** Opening SUPPLIED MATERIAL block **

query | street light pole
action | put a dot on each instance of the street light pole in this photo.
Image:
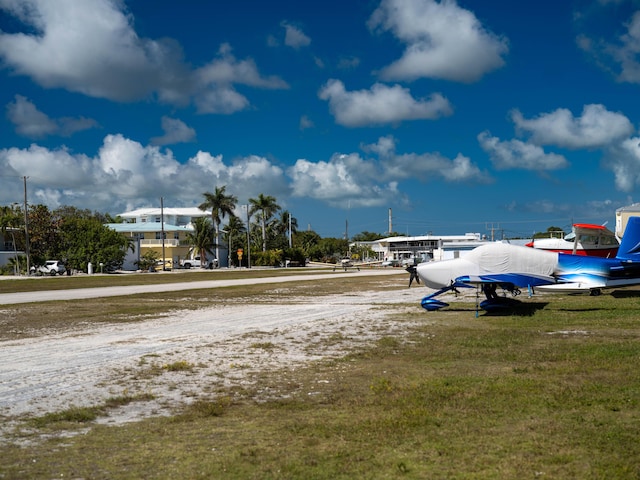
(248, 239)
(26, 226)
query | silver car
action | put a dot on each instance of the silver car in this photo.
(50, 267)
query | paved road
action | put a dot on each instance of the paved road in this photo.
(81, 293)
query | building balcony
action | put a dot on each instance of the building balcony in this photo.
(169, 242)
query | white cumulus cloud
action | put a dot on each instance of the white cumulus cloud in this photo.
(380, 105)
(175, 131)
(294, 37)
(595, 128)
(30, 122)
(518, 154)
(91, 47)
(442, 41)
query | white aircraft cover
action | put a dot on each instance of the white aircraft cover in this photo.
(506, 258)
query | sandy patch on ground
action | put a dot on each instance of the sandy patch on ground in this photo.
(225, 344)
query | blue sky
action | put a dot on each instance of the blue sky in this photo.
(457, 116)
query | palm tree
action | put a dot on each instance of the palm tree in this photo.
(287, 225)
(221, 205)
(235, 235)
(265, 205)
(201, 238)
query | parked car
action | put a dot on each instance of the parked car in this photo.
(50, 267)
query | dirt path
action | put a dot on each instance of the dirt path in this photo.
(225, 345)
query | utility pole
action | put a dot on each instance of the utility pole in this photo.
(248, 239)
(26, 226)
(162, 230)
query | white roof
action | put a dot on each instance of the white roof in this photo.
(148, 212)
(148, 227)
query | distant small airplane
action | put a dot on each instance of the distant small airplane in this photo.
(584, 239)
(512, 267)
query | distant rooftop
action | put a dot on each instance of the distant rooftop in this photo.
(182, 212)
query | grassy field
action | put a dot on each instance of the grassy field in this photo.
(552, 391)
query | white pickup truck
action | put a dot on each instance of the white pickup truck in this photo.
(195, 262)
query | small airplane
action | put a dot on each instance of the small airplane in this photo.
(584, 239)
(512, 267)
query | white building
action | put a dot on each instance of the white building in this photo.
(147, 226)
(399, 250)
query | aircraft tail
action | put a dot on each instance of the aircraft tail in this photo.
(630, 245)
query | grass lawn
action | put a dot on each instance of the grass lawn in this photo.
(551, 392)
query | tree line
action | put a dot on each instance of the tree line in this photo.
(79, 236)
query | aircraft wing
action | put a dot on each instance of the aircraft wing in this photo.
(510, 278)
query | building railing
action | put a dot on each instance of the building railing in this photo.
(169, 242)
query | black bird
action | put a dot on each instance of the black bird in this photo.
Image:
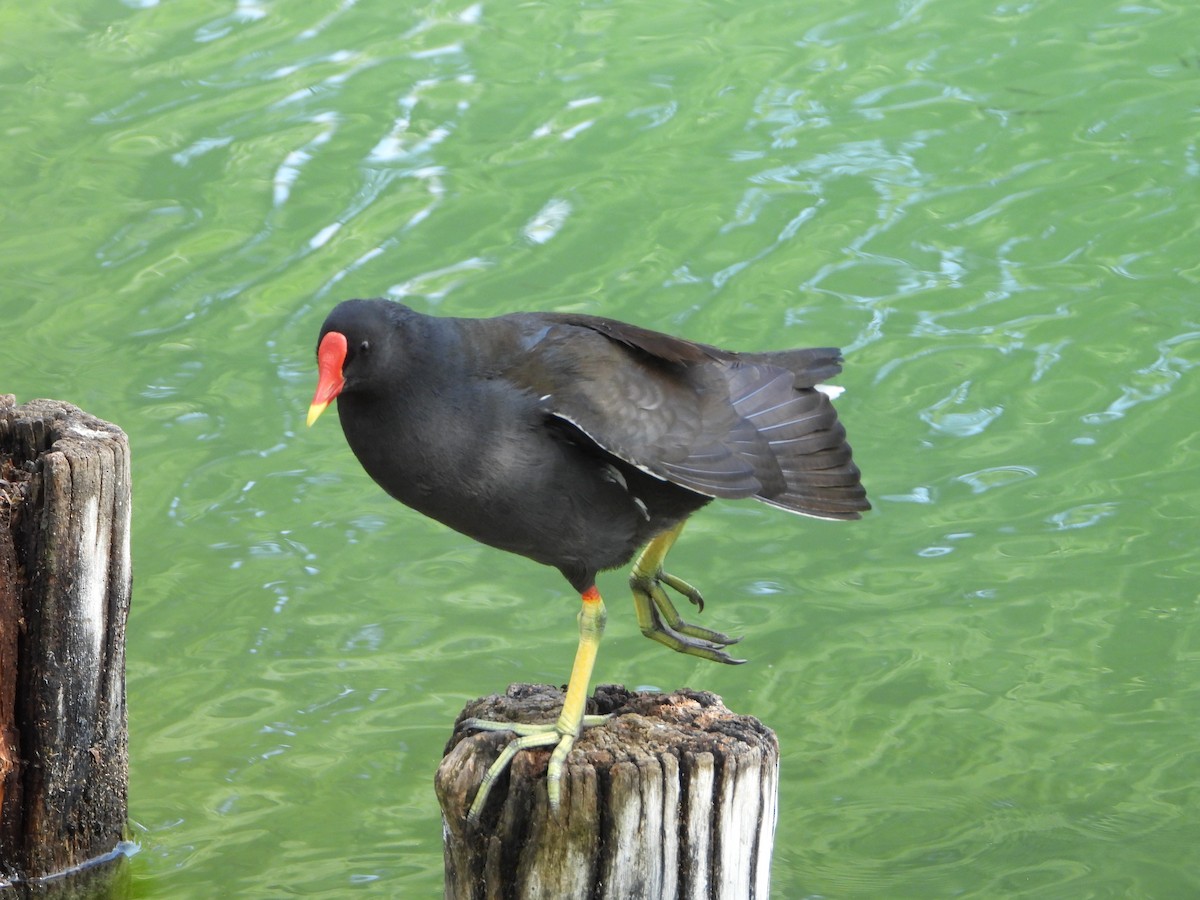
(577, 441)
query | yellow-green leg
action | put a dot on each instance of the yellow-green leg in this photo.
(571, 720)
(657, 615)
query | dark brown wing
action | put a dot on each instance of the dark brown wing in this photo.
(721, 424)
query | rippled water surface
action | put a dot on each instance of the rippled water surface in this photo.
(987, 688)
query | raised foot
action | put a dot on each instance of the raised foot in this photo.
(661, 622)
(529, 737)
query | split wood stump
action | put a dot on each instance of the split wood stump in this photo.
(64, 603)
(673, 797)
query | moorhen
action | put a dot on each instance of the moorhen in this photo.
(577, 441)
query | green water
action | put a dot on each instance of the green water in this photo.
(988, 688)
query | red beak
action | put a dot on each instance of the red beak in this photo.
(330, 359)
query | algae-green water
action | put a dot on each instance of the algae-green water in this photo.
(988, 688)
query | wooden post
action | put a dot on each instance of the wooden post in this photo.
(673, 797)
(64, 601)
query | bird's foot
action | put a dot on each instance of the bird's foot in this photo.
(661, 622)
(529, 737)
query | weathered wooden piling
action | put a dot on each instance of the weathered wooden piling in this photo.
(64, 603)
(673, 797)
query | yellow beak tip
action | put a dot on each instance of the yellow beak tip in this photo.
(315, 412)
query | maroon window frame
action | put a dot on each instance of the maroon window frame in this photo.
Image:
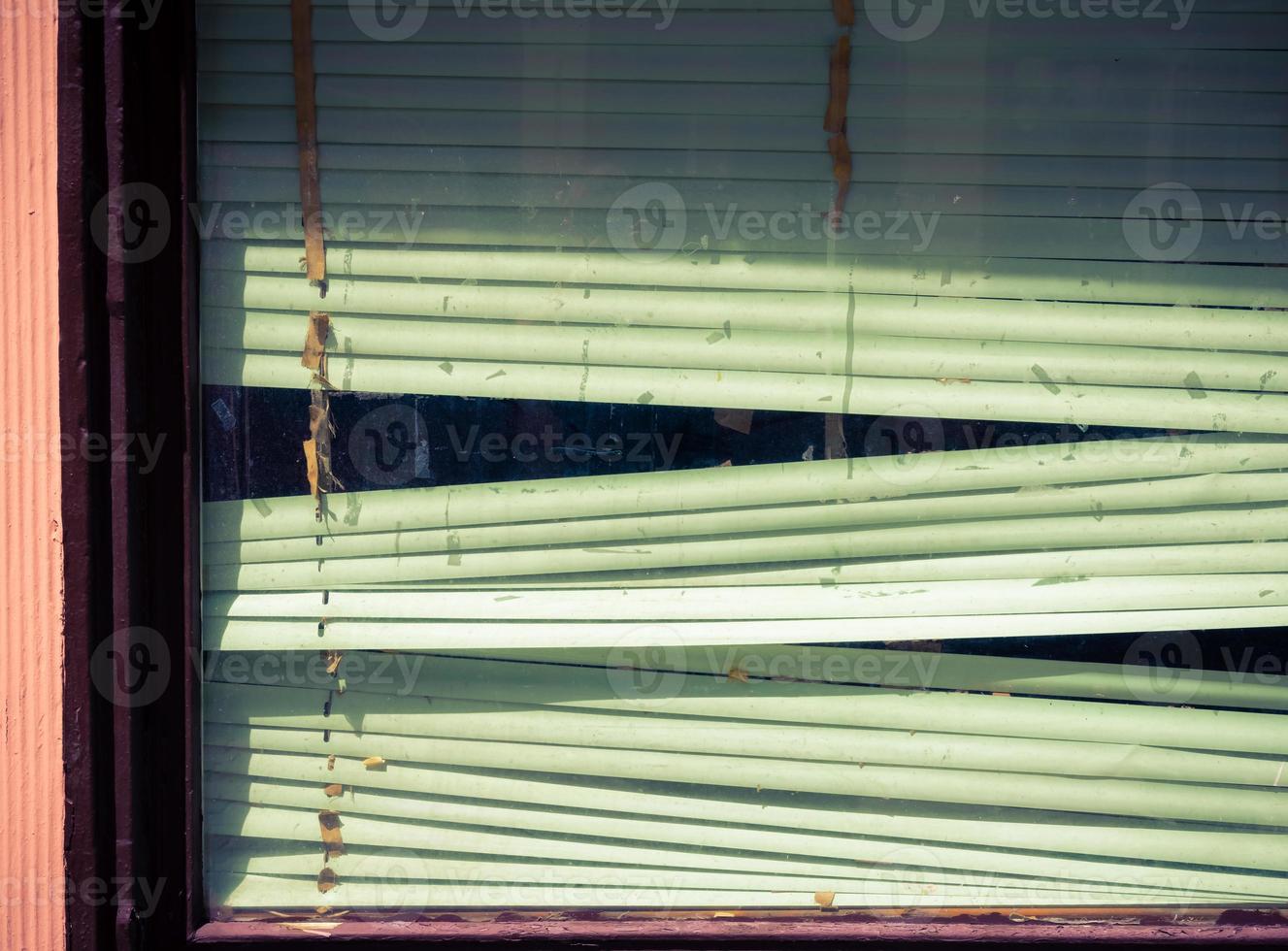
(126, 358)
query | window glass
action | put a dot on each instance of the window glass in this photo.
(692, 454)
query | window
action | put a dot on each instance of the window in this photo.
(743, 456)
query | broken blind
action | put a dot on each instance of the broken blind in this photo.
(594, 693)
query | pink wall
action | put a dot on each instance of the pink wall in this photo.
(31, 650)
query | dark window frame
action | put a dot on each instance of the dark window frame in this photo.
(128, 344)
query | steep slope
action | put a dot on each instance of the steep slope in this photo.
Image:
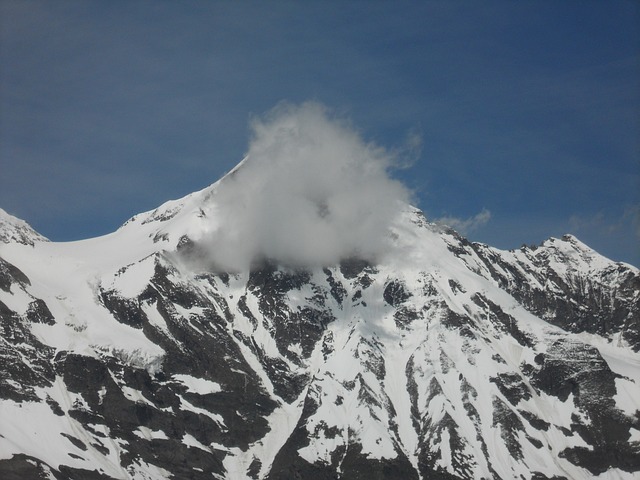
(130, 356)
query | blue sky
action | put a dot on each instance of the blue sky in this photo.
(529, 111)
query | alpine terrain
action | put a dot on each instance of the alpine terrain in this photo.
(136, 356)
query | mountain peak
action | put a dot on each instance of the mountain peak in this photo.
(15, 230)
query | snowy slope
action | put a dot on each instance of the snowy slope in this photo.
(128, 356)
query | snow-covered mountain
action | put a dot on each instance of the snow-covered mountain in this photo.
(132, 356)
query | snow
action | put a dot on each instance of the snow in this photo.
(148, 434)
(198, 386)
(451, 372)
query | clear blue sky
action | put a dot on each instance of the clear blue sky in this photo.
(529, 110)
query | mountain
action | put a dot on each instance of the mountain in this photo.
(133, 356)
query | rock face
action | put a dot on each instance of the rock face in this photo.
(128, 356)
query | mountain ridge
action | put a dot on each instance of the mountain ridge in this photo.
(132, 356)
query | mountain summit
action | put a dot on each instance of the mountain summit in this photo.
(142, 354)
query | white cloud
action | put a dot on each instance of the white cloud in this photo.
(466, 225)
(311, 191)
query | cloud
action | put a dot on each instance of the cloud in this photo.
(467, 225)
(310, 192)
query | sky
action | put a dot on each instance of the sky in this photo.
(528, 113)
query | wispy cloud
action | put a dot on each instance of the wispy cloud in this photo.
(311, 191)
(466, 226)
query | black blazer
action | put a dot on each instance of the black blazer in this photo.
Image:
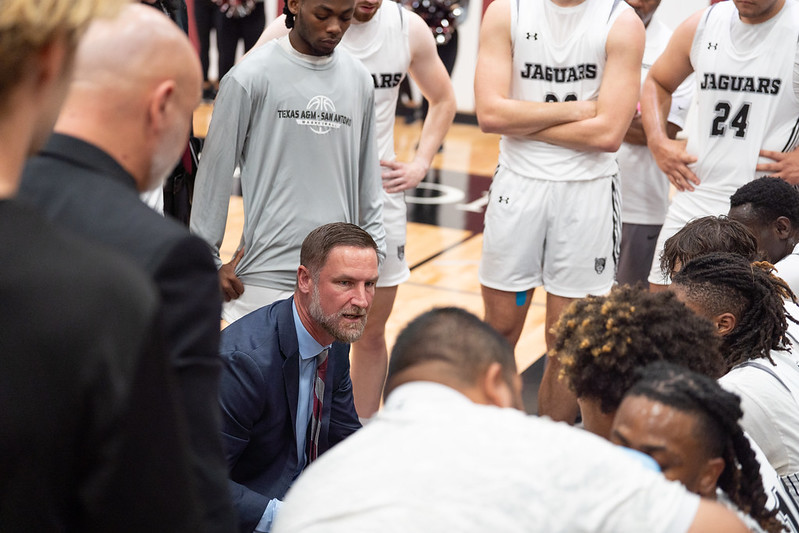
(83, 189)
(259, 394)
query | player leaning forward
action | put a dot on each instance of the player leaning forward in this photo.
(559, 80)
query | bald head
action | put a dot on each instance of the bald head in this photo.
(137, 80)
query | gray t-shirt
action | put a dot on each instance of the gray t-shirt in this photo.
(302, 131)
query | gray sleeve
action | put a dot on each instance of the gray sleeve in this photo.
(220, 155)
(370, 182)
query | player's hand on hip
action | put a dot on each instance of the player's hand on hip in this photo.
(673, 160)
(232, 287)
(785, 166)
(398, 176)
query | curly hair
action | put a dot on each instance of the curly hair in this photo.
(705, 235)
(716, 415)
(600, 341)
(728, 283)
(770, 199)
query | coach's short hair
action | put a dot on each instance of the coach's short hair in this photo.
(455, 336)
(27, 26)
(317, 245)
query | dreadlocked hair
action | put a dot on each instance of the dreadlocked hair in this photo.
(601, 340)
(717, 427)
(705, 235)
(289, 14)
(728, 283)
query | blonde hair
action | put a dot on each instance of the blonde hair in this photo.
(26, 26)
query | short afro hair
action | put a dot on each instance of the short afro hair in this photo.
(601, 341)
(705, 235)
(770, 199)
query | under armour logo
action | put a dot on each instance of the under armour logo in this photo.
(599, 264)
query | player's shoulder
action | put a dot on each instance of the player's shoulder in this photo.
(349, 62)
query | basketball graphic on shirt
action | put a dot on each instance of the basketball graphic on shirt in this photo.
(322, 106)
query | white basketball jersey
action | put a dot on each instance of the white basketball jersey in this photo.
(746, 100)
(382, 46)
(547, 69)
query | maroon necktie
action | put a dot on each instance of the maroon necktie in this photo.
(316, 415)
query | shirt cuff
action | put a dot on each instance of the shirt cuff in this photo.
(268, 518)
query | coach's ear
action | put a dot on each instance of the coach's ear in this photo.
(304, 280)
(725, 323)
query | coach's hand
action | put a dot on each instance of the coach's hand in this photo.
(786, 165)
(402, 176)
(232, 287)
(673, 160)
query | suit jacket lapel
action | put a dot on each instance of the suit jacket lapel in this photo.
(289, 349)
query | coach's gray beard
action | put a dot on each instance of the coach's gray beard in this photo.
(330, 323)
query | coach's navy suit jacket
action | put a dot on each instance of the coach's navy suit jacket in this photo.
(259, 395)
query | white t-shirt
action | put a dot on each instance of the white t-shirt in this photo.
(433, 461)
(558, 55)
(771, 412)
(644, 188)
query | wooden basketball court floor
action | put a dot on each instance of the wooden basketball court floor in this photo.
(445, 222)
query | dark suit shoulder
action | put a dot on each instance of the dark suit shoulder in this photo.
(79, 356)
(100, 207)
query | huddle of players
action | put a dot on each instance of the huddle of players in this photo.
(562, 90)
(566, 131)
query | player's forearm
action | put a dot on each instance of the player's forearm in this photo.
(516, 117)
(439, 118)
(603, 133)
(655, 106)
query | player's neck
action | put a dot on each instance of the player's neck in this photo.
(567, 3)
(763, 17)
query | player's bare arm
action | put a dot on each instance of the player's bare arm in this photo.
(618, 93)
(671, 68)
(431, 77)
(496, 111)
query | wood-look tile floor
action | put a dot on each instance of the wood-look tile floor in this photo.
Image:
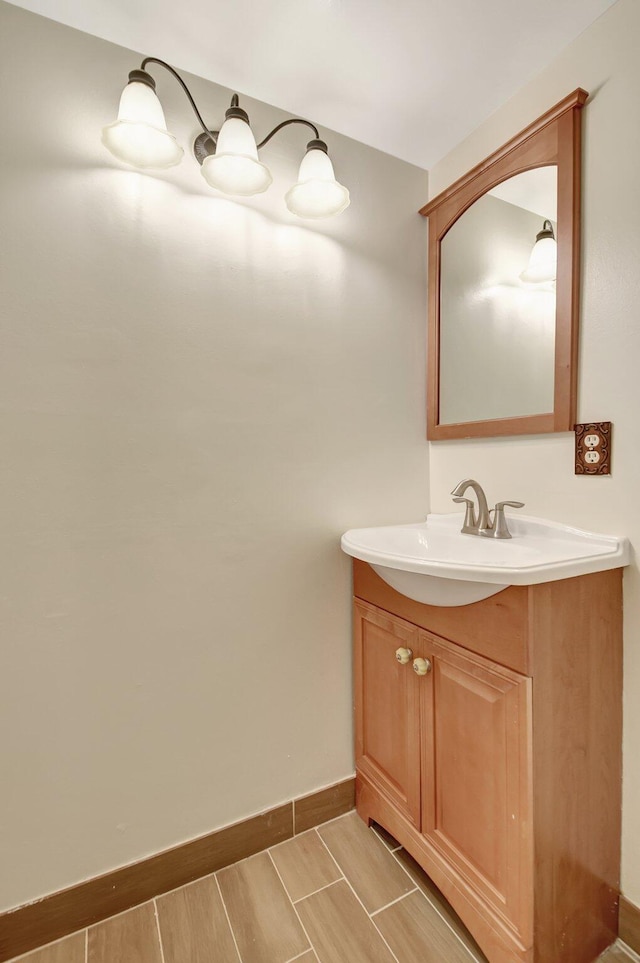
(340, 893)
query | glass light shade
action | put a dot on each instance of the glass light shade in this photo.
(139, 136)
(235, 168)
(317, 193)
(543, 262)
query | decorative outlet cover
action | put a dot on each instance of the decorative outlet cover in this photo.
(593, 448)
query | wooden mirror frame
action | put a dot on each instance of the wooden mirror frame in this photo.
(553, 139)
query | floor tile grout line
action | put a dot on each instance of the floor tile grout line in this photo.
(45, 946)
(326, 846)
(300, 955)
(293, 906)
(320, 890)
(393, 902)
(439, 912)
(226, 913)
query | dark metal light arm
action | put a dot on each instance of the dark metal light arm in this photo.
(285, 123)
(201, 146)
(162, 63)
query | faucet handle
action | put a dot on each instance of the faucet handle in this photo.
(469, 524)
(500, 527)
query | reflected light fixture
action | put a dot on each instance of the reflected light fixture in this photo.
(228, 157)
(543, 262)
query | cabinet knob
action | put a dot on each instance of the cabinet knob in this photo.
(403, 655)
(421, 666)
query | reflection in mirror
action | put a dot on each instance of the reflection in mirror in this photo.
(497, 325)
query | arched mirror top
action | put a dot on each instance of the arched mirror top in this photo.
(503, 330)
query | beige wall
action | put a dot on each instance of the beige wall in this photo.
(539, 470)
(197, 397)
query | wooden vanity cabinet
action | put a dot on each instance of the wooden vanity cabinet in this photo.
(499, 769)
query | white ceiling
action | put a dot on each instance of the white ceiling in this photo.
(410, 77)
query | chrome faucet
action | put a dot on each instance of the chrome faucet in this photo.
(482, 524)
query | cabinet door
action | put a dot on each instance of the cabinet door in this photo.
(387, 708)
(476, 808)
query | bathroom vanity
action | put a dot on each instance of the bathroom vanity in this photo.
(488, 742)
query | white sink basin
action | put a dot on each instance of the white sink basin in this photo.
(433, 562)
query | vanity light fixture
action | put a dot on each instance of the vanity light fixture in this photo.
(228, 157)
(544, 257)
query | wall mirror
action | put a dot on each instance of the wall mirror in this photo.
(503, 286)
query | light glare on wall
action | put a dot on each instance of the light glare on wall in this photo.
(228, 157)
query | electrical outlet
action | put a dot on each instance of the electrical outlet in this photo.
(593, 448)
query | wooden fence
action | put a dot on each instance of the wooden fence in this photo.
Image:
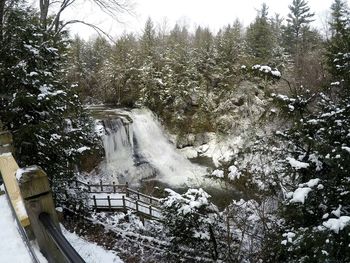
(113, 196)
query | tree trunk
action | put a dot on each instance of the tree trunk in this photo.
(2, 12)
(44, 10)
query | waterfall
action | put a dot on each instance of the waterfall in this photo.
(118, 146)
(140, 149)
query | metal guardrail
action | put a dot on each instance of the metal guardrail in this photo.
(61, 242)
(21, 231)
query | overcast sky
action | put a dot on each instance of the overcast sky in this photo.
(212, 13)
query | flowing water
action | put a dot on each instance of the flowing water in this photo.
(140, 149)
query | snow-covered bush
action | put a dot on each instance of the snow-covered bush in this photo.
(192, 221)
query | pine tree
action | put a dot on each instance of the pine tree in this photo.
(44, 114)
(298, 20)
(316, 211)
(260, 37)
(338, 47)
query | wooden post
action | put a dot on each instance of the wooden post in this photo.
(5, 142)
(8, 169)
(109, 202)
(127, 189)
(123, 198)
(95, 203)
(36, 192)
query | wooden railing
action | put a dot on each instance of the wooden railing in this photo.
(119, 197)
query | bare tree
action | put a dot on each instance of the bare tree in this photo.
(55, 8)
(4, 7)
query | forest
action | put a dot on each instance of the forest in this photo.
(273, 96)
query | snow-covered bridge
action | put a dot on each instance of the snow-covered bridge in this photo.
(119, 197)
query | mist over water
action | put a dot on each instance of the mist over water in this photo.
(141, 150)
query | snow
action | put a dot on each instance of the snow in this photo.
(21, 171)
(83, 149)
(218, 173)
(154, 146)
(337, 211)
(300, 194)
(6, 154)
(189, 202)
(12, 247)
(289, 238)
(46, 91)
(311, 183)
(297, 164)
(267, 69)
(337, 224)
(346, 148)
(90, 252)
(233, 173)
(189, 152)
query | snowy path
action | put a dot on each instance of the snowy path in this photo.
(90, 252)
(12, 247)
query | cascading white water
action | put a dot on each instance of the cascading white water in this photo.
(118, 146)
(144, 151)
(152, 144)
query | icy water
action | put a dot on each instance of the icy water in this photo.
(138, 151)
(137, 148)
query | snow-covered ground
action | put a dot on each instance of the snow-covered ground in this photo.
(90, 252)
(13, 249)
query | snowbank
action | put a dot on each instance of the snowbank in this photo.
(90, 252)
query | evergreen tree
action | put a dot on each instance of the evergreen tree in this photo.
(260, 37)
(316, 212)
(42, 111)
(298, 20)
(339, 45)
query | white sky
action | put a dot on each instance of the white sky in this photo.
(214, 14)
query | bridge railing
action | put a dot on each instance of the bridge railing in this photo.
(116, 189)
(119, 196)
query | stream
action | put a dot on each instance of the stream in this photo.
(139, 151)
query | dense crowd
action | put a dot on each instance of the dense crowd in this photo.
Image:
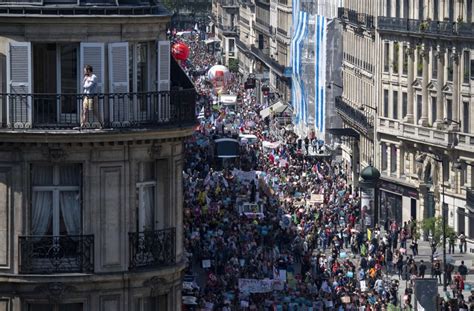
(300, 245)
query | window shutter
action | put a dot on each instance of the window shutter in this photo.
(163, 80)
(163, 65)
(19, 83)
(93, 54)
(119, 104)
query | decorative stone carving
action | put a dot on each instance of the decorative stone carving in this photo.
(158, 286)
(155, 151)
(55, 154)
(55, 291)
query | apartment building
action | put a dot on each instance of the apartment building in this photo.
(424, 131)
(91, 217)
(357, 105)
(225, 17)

** Closing SUPPLIED MATERIAL block **

_WHAT NEEDS TO BE DONE_:
Provide the number of lines in the preceding entries that include the string "steep", with no other words.

_SOLVED EXERCISE_:
2